=== Set task ===
In the text on financial infidelity, what does the term describe?

=== Text section ===
━━━━━━
Financial infidelity is a topic that’s been getting more attention.
 
Never heard the term before?
 
It describes the behavior spouses engage in when they hide assets, debts, or spending habits from their partner. Sooner or later these habits create havoc in the household while breaking trust.
 
It’s as difficult to recover from spousal infidelity as it is to recover from adultery. Some people say it’s even worse, as financial infidelity directly impacts your life and your future.
 
If you know your spouse has a history with financial infidelity you need to take some steps to protect yourself during the divorce process.
How you do this will depend on how your finances are already set up.
 
For example, if you already have a joint bank account you can’t just withdraw half and deposit it somewhere else. Instead, you’ll probably need a temporary court order dictating how the money can and can’t be spent during the divorce process.
 
It may be a good idea to set up an individual bank account. You don’t have to keep depositing money into the joint account once the divorce process starts. But keep paying your bills: it’s not time to assume anything is your spouse’s responsibility yet unless you have a court order.
━━━━━━
=== Data section ===
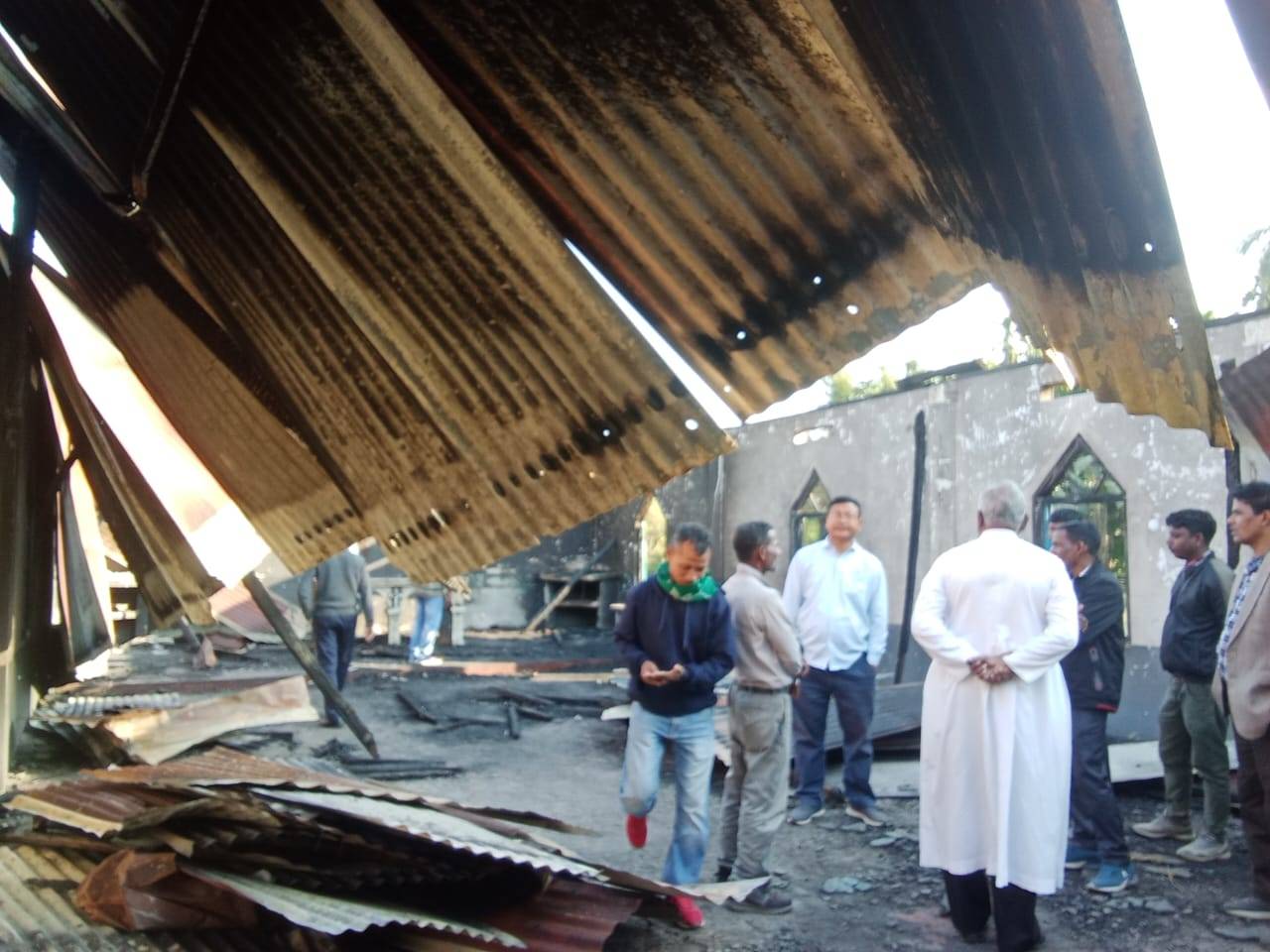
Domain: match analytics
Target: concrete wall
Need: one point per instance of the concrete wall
(982, 428)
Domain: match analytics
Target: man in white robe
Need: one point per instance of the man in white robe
(996, 616)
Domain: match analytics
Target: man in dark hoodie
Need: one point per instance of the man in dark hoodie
(677, 639)
(1192, 724)
(1093, 671)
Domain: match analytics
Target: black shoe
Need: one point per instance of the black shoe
(765, 900)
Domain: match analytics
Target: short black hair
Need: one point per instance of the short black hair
(1194, 521)
(1083, 531)
(1062, 517)
(843, 500)
(748, 538)
(693, 532)
(1256, 494)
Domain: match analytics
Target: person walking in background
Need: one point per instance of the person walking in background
(769, 660)
(430, 610)
(677, 639)
(330, 597)
(1242, 687)
(1093, 673)
(835, 593)
(996, 616)
(1192, 722)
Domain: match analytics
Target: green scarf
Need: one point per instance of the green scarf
(701, 590)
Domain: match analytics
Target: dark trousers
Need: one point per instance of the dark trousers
(334, 636)
(1095, 814)
(1254, 787)
(1012, 909)
(852, 692)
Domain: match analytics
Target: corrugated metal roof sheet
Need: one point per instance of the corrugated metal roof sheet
(358, 211)
(434, 825)
(335, 915)
(36, 912)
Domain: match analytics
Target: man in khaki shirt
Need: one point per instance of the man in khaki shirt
(769, 661)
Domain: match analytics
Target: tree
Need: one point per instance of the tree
(1260, 294)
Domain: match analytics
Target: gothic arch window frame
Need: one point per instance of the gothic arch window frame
(799, 513)
(1110, 504)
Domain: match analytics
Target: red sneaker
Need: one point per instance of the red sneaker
(690, 912)
(636, 830)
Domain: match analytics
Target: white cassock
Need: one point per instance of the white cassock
(996, 758)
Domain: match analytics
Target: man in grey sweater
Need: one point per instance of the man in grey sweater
(330, 595)
(769, 660)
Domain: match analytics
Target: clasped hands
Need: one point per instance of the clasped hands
(991, 669)
(653, 675)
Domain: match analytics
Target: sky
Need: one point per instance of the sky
(1211, 127)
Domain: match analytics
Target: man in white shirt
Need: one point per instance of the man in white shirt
(996, 616)
(835, 594)
(769, 661)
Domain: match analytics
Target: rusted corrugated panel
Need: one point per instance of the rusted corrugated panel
(570, 916)
(453, 362)
(436, 826)
(37, 912)
(102, 807)
(1247, 391)
(166, 566)
(783, 185)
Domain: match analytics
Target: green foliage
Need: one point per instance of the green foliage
(842, 389)
(1259, 296)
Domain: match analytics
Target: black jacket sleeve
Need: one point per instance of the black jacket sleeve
(1102, 603)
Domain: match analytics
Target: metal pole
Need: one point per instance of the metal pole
(915, 531)
(264, 602)
(17, 434)
(1232, 480)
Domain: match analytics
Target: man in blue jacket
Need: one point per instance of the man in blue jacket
(1093, 671)
(676, 636)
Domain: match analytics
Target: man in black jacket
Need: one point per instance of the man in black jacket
(1093, 673)
(1192, 725)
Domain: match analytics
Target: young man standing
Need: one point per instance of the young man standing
(676, 636)
(769, 661)
(1242, 687)
(835, 593)
(1093, 671)
(1192, 724)
(330, 597)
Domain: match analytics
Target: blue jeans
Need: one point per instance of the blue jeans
(852, 690)
(429, 611)
(334, 636)
(1095, 814)
(693, 737)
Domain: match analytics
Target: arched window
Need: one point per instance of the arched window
(808, 517)
(1082, 483)
(652, 537)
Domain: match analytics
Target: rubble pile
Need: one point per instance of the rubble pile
(230, 841)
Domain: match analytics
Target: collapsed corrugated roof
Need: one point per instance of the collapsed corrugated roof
(352, 232)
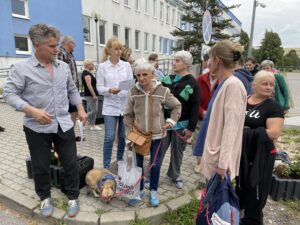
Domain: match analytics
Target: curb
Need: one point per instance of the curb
(30, 208)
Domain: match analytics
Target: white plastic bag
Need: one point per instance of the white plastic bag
(128, 176)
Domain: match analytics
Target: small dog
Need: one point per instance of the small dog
(102, 183)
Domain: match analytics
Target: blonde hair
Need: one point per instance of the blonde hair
(228, 52)
(113, 42)
(126, 52)
(261, 75)
(87, 62)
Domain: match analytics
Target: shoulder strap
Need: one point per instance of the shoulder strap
(150, 120)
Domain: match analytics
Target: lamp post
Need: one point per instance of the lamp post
(255, 4)
(96, 17)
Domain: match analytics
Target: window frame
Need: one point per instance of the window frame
(90, 34)
(146, 42)
(19, 52)
(118, 30)
(105, 31)
(129, 36)
(26, 9)
(137, 41)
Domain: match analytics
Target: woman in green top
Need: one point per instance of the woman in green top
(281, 93)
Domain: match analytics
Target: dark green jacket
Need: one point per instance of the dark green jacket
(281, 92)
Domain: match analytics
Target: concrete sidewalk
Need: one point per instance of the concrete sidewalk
(17, 191)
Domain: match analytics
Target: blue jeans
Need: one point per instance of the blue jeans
(110, 123)
(155, 170)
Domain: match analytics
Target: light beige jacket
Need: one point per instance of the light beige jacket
(223, 143)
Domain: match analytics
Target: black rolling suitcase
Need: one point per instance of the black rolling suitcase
(85, 164)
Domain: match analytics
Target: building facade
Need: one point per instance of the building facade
(17, 16)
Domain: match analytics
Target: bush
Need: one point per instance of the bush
(295, 170)
(288, 171)
(282, 171)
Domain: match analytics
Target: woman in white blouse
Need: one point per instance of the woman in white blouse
(111, 71)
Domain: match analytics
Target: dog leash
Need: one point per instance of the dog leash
(152, 164)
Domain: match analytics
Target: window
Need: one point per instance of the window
(116, 30)
(137, 40)
(127, 37)
(161, 11)
(173, 16)
(146, 6)
(87, 29)
(168, 15)
(153, 43)
(22, 44)
(137, 4)
(154, 7)
(146, 40)
(102, 32)
(20, 8)
(160, 44)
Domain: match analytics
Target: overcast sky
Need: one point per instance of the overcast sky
(280, 16)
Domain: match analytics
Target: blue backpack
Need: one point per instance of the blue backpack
(219, 204)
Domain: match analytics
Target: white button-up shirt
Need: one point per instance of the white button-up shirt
(109, 76)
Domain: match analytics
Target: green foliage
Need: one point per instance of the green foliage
(244, 41)
(291, 59)
(194, 14)
(282, 171)
(140, 222)
(295, 170)
(270, 49)
(183, 216)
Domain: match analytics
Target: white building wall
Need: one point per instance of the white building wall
(115, 12)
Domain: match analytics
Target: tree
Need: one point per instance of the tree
(194, 10)
(244, 41)
(271, 48)
(291, 59)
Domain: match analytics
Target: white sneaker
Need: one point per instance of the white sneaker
(98, 128)
(95, 128)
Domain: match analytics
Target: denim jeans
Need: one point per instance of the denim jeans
(110, 123)
(92, 108)
(155, 170)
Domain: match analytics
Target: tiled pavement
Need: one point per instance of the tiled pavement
(17, 191)
(17, 187)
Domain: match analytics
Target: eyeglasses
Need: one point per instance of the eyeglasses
(142, 74)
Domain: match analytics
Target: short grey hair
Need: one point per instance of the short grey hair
(259, 76)
(40, 32)
(142, 64)
(267, 63)
(185, 56)
(66, 39)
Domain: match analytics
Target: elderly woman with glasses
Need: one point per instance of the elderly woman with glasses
(137, 113)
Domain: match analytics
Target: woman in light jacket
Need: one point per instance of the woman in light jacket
(222, 129)
(137, 113)
(110, 73)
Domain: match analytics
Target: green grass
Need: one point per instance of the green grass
(99, 212)
(140, 222)
(293, 206)
(183, 216)
(291, 132)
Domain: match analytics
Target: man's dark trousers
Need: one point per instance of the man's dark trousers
(40, 152)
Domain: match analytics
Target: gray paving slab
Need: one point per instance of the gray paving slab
(13, 175)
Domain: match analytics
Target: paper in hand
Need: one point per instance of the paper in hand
(126, 85)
━━━━━━
=== Full answer ===
It describes spouses hiding assets, debts, or spending habits from their partner.